TEXT EXCERPT:

※ ※ ※

Antalya Centennial Archery Field
- Interactive map of Antalya Centennial Archery Field
- Location: Meltem Mah., Antalya, Turkey
- Coordinates: 36°53′20″N 30°40′14″E﻿ / ﻿36.88901°N 30.67057°E
- Owner: Directorate General of Youth and Sports (GSGM)
- Operator: Anatalya Archery Club (Antalya Okçuluk İhtisas Kulübü)
- Capacity: 500
- Surface: Lawn
- Field size: 140 m × 175 m (459 ft × 574 ft)

Construction
- Opened: November 17, 1998

Tenants
- Antalya Archery Club (Antalya Okçuluk İhtisas Kulübü) Antalya Anadolu Archery Club (Antalaya Anadolu Okçuluk Kulübü)

= Antalya Centennial Archery Field =

Archery field located in Antalya, Turkey

Antalya Centennial Archery Field (Antalya 100. Yıl Okçuluk Sahası) is an archery field in Antalya, Turkey.

Situated in the Meltem neighborhood, the archery field on the lawn has the dimensions 140 × 175 m, where 50 targets can be placed. İt has a seating capacity of 500 spectators. The venue was leased to the Antalya Archery Club (Antalya Okçuluk İhtisas Kulübü) on November 17, 1998, for 49 years by its owner, the Directorate General of Youth and Sports.

The facility also has offices, a lounge area, and a meeting room. It is also home to Antalya Anadolu Archery Club (Antalaya Anadolu Okçuluk Kulübü).

※ ※ ※

Reproduce the archery field text word for word from "Construction" to "in Antalya, Turkey.". The entries come from a different source than the archery field text.

※ ※ ※

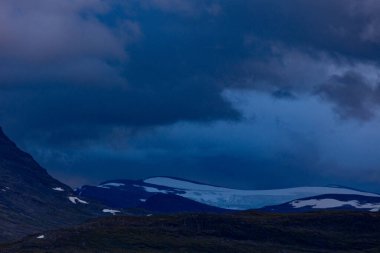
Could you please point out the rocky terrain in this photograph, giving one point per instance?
(248, 232)
(30, 199)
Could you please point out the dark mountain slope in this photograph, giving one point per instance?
(30, 199)
(198, 233)
(170, 203)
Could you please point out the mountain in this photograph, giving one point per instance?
(248, 232)
(171, 203)
(329, 202)
(131, 193)
(30, 199)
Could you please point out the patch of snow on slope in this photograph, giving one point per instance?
(243, 199)
(111, 211)
(111, 184)
(59, 189)
(76, 200)
(333, 203)
(154, 190)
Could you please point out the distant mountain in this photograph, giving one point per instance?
(171, 203)
(132, 193)
(30, 199)
(329, 202)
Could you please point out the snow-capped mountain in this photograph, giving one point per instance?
(131, 193)
(329, 202)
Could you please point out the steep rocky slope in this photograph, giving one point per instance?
(30, 199)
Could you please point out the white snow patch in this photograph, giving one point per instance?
(113, 212)
(111, 184)
(154, 190)
(76, 200)
(333, 203)
(243, 199)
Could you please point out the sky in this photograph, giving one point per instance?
(246, 93)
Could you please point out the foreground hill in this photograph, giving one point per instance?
(30, 199)
(244, 232)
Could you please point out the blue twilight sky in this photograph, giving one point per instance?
(242, 93)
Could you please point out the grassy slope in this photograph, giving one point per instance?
(247, 232)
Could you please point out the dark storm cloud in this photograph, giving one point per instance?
(81, 75)
(351, 94)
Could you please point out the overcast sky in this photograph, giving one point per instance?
(242, 93)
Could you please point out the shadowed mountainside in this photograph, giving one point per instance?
(244, 232)
(30, 199)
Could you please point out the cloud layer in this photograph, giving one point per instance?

※ ※ ※

COMPLETED EXERCISE:
Construction
- Opened: November 17, 1998

Tenants
- Antalya Archery Club (Antalya Okçuluk İhtisas Kulübü) Antalya Anadolu Archery Club (Antalaya Anadolu Okçuluk Kulübü)

= Antalya Centennial Archery Field =

Archery field located in Antalya, Turkey

Antalya Centennial Archery Field (Antalya 100. Yıl Okçuluk Sahası) is an archery field in Antalya, Turkey.